# WHAT IS NEEDED
Set out every line of the records below as a Markdown table, omitting blank lines, with a "Row" column for the line number and a "Content" column for the line itself.

>> Start EXTRACTED RECORDS

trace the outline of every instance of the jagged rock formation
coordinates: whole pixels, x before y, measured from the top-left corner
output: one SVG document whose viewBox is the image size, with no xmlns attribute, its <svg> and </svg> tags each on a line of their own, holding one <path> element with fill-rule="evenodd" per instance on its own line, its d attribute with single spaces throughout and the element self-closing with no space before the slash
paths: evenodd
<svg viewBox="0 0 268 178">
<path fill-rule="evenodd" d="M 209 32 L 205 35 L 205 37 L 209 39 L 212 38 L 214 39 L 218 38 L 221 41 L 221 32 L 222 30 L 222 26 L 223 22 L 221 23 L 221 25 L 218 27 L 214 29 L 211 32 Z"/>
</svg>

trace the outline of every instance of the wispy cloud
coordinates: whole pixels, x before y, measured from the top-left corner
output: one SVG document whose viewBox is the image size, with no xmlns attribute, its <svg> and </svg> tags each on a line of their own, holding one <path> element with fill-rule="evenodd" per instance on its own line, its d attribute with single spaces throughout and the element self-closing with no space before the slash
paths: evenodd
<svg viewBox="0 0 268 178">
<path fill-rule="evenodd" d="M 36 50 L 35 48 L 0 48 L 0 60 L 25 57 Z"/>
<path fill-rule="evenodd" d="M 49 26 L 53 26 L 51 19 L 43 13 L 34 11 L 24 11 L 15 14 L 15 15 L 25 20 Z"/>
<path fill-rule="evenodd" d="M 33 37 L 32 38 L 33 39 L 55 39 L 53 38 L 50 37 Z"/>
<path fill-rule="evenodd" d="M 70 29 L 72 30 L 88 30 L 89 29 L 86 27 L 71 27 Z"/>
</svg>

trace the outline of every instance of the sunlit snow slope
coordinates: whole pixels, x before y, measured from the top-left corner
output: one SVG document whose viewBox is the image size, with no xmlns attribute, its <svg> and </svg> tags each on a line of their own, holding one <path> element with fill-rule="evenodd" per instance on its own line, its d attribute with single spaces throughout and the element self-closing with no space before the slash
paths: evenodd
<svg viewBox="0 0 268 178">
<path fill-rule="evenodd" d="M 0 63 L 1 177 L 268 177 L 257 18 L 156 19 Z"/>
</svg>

>> End EXTRACTED RECORDS

# TASK SOLUTION
| Row | Content |
|---|---|
| 1 | trace the outline of every instance of the jagged rock formation |
| 2 | coordinates: whole pixels, x before y, measured from the top-left corner |
| 3 | output: one SVG document whose viewBox is the image size, with no xmlns attribute, its <svg> and </svg> tags each on a line of their own, holding one <path> element with fill-rule="evenodd" per instance on its own line, its d attribute with single spaces throughout and the element self-closing with no space before the slash |
| 4 | paths: evenodd |
| 5 | <svg viewBox="0 0 268 178"> |
| 6 | <path fill-rule="evenodd" d="M 209 32 L 205 35 L 205 37 L 209 39 L 212 38 L 214 39 L 218 38 L 221 41 L 221 32 L 222 30 L 222 26 L 223 22 L 221 23 L 221 25 L 218 27 L 214 29 L 211 32 Z"/> |
| 7 | </svg> |
| 8 | trace the outline of every instance of the wispy cloud |
| 9 | coordinates: whole pixels, x before y, measured from the top-left corner |
| 10 | output: one SVG document whose viewBox is the image size, with no xmlns attribute, its <svg> and </svg> tags each on a line of their own, holding one <path> element with fill-rule="evenodd" per instance on its own line, its d attribute with single spaces throughout and the element self-closing with no space before the slash |
| 11 | paths: evenodd |
| 12 | <svg viewBox="0 0 268 178"> |
| 13 | <path fill-rule="evenodd" d="M 36 50 L 35 48 L 0 48 L 0 60 L 25 57 Z"/> |
| 14 | <path fill-rule="evenodd" d="M 49 26 L 53 26 L 51 19 L 43 13 L 34 11 L 24 11 L 15 14 L 15 15 L 25 20 Z"/> |
| 15 | <path fill-rule="evenodd" d="M 33 37 L 32 38 L 33 39 L 55 39 L 53 38 L 50 37 Z"/> |
| 16 | <path fill-rule="evenodd" d="M 70 29 L 72 30 L 88 30 L 89 29 L 86 27 L 71 27 Z"/> |
| 17 | </svg> |
| 18 | trace the outline of every instance of the sunlit snow slope |
| 19 | coordinates: whole pixels, x before y, measured from the top-left corner |
| 20 | output: one SVG document whose viewBox is the image size, with no xmlns attribute, its <svg> and </svg> tags each on a line of their own, holding one <path> element with fill-rule="evenodd" per instance on its own line, its d attribute with single spaces throughout and the element self-closing with no space before the slash |
| 21 | paths: evenodd |
| 22 | <svg viewBox="0 0 268 178"> |
| 23 | <path fill-rule="evenodd" d="M 0 63 L 1 177 L 268 177 L 257 18 L 156 19 Z"/> |
| 24 | </svg> |